[BEGIN LISTED RECORDS]

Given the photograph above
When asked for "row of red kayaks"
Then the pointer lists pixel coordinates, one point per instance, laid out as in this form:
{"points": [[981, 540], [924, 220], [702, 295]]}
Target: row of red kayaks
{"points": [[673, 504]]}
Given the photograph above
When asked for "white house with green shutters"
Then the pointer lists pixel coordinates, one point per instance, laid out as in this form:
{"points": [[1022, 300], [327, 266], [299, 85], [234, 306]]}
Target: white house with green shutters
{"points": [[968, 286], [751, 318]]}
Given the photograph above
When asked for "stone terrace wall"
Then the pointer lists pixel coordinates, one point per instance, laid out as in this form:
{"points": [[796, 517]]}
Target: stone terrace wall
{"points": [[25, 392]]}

[END LISTED RECORDS]
[BEGIN LISTED RECORDS]

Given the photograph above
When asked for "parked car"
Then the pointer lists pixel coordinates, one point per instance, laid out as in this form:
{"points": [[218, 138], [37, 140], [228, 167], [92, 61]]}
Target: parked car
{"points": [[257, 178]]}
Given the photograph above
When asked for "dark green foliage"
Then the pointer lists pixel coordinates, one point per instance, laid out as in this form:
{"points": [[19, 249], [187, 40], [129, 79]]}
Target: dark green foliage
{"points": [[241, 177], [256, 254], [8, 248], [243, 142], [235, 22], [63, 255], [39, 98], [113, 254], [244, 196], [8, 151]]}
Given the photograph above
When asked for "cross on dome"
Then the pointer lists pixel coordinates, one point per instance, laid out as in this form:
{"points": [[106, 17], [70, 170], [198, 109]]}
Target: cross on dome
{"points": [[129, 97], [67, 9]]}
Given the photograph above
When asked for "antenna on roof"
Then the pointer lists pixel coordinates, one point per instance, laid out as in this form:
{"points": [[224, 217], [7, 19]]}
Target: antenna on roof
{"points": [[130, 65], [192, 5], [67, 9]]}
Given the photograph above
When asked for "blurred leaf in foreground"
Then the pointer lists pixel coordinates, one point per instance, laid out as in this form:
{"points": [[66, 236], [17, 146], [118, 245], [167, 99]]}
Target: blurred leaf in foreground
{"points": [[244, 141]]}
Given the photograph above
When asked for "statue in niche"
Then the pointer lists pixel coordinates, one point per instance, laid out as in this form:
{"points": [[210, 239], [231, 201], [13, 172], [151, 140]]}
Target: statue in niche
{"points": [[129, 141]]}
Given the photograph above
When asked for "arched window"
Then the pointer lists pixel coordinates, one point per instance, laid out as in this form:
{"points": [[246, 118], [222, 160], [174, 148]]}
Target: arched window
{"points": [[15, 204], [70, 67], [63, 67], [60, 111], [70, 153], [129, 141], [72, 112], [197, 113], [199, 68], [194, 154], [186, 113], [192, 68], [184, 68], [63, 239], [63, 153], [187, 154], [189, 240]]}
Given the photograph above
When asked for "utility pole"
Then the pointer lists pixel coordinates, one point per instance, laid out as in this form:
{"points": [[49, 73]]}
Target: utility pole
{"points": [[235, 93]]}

[END LISTED RECORDS]

PROBLEM DETAILS
Report every line in the rows above that contains the word "house", copying each such line as it appears.

PROBLEM SOLUTION
When asked for "white house with green shutters"
Target: white house with green shutters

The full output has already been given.